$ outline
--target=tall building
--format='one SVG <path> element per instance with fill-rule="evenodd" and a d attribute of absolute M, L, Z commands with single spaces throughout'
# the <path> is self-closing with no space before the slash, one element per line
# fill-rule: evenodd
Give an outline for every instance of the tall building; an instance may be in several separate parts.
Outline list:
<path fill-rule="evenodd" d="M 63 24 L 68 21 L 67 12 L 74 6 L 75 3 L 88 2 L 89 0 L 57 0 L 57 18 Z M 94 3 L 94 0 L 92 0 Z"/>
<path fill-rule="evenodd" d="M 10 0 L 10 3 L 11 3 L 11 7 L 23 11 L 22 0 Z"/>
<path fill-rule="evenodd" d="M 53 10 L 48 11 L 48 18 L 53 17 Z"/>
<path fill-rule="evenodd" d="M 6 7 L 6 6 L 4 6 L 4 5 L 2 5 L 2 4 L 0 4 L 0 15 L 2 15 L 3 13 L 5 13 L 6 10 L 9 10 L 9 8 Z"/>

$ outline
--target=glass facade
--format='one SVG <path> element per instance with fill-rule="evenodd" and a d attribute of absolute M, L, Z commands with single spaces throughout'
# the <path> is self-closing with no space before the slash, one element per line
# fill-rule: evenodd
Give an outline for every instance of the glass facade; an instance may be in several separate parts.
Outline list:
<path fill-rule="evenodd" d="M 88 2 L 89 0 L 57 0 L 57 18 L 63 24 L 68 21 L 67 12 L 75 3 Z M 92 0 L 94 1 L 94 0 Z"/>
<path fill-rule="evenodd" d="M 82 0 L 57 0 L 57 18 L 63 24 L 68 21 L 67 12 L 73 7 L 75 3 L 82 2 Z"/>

*CHALLENGE*
Can you format the listing above as a Markdown table with two columns, "Row" for a running line number and "Line" for the text of that line, leaving out the blank lines?

*CORRECT RESULT*
| Row | Line |
|---|---|
| 1 | $ outline |
| 2 | --target=tall building |
| 3 | --format='one SVG <path> element per instance with fill-rule="evenodd" and a d attribute of absolute M, L, Z commands with single spaces throughout' |
| 4 | # the <path> is self-closing with no space before the slash, one element per line |
| 5 | # fill-rule: evenodd |
| 6 | Give an outline for every instance of the tall building; an instance may be in several separate parts. |
| 7 | Outline list: |
| 8 | <path fill-rule="evenodd" d="M 63 24 L 68 21 L 67 12 L 74 6 L 75 3 L 88 2 L 89 0 L 57 0 L 57 18 Z M 94 3 L 94 0 L 92 0 Z"/> |
| 9 | <path fill-rule="evenodd" d="M 10 0 L 10 3 L 11 3 L 11 7 L 23 11 L 22 0 Z"/> |
| 10 | <path fill-rule="evenodd" d="M 53 10 L 48 11 L 48 18 L 53 17 Z"/> |
| 11 | <path fill-rule="evenodd" d="M 6 7 L 6 6 L 4 6 L 4 5 L 2 5 L 2 4 L 0 4 L 0 15 L 2 15 L 3 13 L 5 13 L 6 10 L 9 10 L 9 8 Z"/> |
| 12 | $ outline |
| 13 | --target=glass facade |
| 14 | --format='one SVG <path> element per instance with fill-rule="evenodd" and a d attribute of absolute M, L, Z commands with single spaces throughout' |
| 15 | # the <path> is self-closing with no space before the slash, one element per line |
| 16 | # fill-rule: evenodd |
| 17 | Give an outline for every instance of the glass facade; an instance may be in several separate parts. |
| 18 | Outline list: |
| 19 | <path fill-rule="evenodd" d="M 88 2 L 89 0 L 57 0 L 57 18 L 63 24 L 68 21 L 67 12 L 75 3 Z M 92 0 L 94 1 L 94 0 Z"/> |
| 20 | <path fill-rule="evenodd" d="M 82 0 L 57 0 L 57 18 L 63 24 L 68 21 L 67 12 L 73 7 L 75 3 L 82 2 Z"/> |